→ **QUOTED TEXT**:
The CIA refused to answer the
questions.
By January 2014,
before Feinstein gave her speech,
the controversy had reached a fever
pitch. Reports that the CIA had been
snooping on the Senate committee and
had gained unauthorized access to
its computers began to circulate in
the Beltway media. Through its
surrogates, the CIA struck back.
Unidentified agency sources asserted
that Senate staffers had “hacked
into” CIA computers to gain access
to the Panetta report and other
documents. The staffers had then
illegally transported classified
information to their Capitol Hill
offices, removing it from the secure
site furnished by the agency.
In addition, the
Justice Department had become
involved. The CIA inspector general,
David Buckley, had reviewed the CIA
searches conducted on Senate
computers and had found enough
evidence of wrongdoing to warrant
passing the file to the Justice
Department for possible prosecution.
Perhaps in a tit-for-tat response
and certainly with the aim of
intimidating his adversaries, the
acting CIA general counsel, Robert
Eatinger, had made a referral of his
own, this time targeting Senate
staffers and apparently accusing
them of gaining improper access to
classified materials and handling
them improperly. Secrecy was
unsheathed as a sword against an
institution suddenly seen as a
bitter foe: the U.S. Congress.
Eatinger’s
appearance as a principal actor in
this drama was revealing. He was
hardly an objective figure. A key
point for the committee
investigators was the relationship
between CIA operations and the
Department of Justice, and
particularly the process the CIA had
used to secure opinions from Justice
authorizing specific interrogation
techniques, including waterboarding,
that amounted to torture.

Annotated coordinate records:
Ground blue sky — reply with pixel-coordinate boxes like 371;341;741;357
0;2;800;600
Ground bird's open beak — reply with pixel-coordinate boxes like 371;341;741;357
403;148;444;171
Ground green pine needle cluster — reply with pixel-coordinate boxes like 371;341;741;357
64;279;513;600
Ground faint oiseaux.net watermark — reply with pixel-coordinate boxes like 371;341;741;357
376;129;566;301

---

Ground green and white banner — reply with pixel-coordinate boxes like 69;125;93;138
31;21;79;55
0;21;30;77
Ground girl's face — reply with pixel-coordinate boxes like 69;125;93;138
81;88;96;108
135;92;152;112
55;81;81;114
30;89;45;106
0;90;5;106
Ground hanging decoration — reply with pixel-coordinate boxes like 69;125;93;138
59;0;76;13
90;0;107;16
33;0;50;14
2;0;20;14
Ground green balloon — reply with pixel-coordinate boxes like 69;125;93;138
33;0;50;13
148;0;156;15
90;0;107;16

→ **DIRECTION A**: Can you repeat the passage on the CIA's clash with the Senate committee word for word, from start to finish?
→ **DIRECTION B**: Could you reproduce, verbatim, the stretch of the records that opens with the line containing "Ground blue sky" and closes with the line containing "376;129;566;301", including both of those lines and nothing else?

→ **FINISHED ANSWER A**:
The CIA refused to answer the
questions.
By January 2014,
before Feinstein gave her speech,
the controversy had reached a fever
pitch. Reports that the CIA had been
snooping on the Senate committee and
had gained unauthorized access to
its computers began to circulate in
the Beltway media. Through its
surrogates, the CIA struck back.
Unidentified agency sources asserted
that Senate staffers had “hacked
into” CIA computers to gain access
to the Panetta report and other
documents. The staffers had then
illegally transported classified
information to their Capitol Hill
offices, removing it from the secure
site furnished by the agency.
In addition, the
Justice Department had become
involved. The CIA inspector general,
David Buckley, had reviewed the CIA
searches conducted on Senate
computers and had found enough
evidence of wrongdoing to warrant
passing the file to the Justice
Department for possible prosecution.
Perhaps in a tit-for-tat response
and certainly with the aim of
intimidating his adversaries, the
acting CIA general counsel, Robert
Eatinger, had made a referral of his
own, this time targeting Senate
staffers and apparently accusing
them of gaining improper access to
classified materials and handling
them improperly. Secrecy was
unsheathed as a sword against an
institution suddenly seen as a
bitter foe: the U.S. Congress.
Eatinger’s
appearance as a principal actor in
this drama was revealing. He was
hardly an objective figure. A key
point for the committee
investigators was the relationship
between CIA operations and the
Department of Justice, and
particularly the process the CIA had
used to secure opinions from Justice
authorizing specific interrogation
techniques, including waterboarding,
that amounted to torture.

→ **FINISHED ANSWER B**:
Ground blue sky — reply with pixel-coordinate boxes like 371;341;741;357
0;2;800;600
Ground bird's open beak — reply with pixel-coordinate boxes like 371;341;741;357
403;148;444;171
Ground green pine needle cluster — reply with pixel-coordinate boxes like 371;341;741;357
64;279;513;600
Ground faint oiseaux.net watermark — reply with pixel-coordinate boxes like 371;341;741;357
376;129;566;301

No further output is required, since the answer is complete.